» Work request
When you answer, give every record back exactly as written.

» Source information
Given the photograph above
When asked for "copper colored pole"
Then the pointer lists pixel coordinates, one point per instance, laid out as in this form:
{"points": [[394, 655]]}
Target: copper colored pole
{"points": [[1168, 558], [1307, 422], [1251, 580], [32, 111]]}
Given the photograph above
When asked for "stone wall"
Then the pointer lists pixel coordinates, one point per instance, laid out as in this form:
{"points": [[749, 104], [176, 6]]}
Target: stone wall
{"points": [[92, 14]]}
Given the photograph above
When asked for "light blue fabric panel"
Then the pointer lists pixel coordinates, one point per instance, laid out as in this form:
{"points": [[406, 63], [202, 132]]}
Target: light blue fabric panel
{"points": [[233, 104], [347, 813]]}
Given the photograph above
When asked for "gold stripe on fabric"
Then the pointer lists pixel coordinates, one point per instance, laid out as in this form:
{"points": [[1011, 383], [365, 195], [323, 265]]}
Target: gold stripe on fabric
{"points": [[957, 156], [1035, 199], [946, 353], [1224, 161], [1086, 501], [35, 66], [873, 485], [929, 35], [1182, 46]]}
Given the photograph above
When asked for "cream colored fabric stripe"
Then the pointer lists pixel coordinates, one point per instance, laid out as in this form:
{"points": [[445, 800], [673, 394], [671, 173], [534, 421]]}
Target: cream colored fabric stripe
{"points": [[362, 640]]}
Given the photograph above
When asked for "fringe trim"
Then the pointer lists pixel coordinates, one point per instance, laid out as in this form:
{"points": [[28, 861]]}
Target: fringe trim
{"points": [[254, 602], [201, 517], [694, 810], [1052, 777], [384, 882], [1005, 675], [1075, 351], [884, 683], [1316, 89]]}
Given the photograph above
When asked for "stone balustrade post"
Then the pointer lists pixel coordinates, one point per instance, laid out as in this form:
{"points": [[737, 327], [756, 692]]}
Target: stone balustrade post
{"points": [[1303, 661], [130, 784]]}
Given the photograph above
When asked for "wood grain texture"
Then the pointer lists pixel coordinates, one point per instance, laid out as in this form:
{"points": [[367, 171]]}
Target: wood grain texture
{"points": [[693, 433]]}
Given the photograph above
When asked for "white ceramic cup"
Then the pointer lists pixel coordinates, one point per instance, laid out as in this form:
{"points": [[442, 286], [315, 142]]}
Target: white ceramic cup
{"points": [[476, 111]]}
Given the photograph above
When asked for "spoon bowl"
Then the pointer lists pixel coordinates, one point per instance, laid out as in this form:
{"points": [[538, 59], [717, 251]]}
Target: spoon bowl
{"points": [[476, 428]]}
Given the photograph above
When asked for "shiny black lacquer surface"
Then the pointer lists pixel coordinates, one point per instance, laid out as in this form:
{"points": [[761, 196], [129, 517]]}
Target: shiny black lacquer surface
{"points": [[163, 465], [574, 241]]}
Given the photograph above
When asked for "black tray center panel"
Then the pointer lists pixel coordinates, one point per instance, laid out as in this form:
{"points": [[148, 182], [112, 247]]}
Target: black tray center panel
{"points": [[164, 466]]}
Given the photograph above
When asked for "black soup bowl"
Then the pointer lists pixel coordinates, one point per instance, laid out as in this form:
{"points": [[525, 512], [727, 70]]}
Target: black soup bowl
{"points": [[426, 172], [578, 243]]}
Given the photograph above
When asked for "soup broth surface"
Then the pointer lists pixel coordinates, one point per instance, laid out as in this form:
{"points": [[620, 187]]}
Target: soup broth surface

» Finished exercise
Given the photograph above
When asked for "copper colored pole"
Then the pointer lists pixel coordinates, one point per instance, laid out as in this form:
{"points": [[394, 655]]}
Target: copper colored pole
{"points": [[1168, 558], [1307, 422], [1251, 580], [32, 111]]}
Given the photograph above
When asked for "stone wall"
Then the pointer lists pixel coordinates, one point per instance, laid out as in this form:
{"points": [[749, 104], [176, 6]]}
Target: stone wall
{"points": [[92, 14]]}
Given the photograph above
When asked for "light blue fabric panel"
Then the pointer lists pixel coordinates, one point per instance, laid out as in this form:
{"points": [[406, 63], [202, 132]]}
Target: light blue fabric panel
{"points": [[233, 104], [347, 813]]}
Given the photograph above
When asked for "gold stripe on fabric"
Then the pointer lists pixel coordinates, one point per instance, laid out as in this form:
{"points": [[1011, 383], [365, 195], [323, 265]]}
Target: gold stripe on fabric
{"points": [[957, 156], [1035, 199], [946, 353], [1224, 161], [1086, 501], [35, 66], [873, 485], [929, 35], [1182, 46]]}
Given the photograph above
When asked for "cream colored fabric stripe"
Then the pointer lists pixel coordinates, one point per instance, laid out as in this form:
{"points": [[445, 800], [673, 394], [671, 173], [534, 421]]}
Target: cream colored fabric stripe
{"points": [[362, 640]]}
Given the photograph above
When asked for "fringe trim"
Then the pointer lists pixel coordinates, one point per instance, laid out as in this form:
{"points": [[28, 861]]}
Target: fringe trim
{"points": [[254, 602], [201, 517], [694, 810], [1052, 777], [384, 882], [1005, 675], [1075, 351], [884, 683], [1316, 89]]}
Given the photograph above
When asked for "stone balustrade post"
Then the pointer lists pixel coordinates, one point per instance, laid out as in this form:
{"points": [[737, 327], [756, 692]]}
Target: stone balustrade post
{"points": [[1303, 661], [130, 784]]}
Given the photograph above
When asked for "wood grain texture"
Then the pointer lists pixel coordinates, one point per instance, laid out as in this form:
{"points": [[367, 171]]}
Target: wood grain texture
{"points": [[693, 433]]}
Given the photograph above
When asked for "white ceramic cup"
Then the pointer lists pixel coordinates, one point per instance, laid out as in this form:
{"points": [[442, 286], [315, 142]]}
Target: white ceramic cup
{"points": [[476, 111]]}
Given the photograph above
When asked for "spoon bowl"
Then the pointer lists pixel coordinates, one point per instance, laid out as in this form:
{"points": [[538, 59], [717, 251]]}
Target: spoon bowl
{"points": [[476, 428]]}
Given the photograph above
When asked for "shiny black lacquer surface"
Then the pointer lists pixel coordinates, one point per instance, laid out as in this form:
{"points": [[761, 196], [129, 517]]}
Target: shiny black lacquer surface
{"points": [[163, 465], [574, 241]]}
Given the photograph above
When asked for "black tray center panel"
Then the pointer lists pixel coordinates, one point per instance, laid out as in this form:
{"points": [[148, 182], [112, 247]]}
Target: black tray center panel
{"points": [[164, 466]]}
Given the photograph above
When asked for "black soup bowl"
Then the pointer lists pixel coordinates, one point per instance, laid out as in this form:
{"points": [[525, 512], [727, 70]]}
Target: black soup bowl
{"points": [[426, 172], [578, 243]]}
Given the photograph above
When asked for "soup broth surface"
Then the pointer lists pixel coordinates, one point per instance, laid out as in this form:
{"points": [[620, 187]]}
Target: soup broth surface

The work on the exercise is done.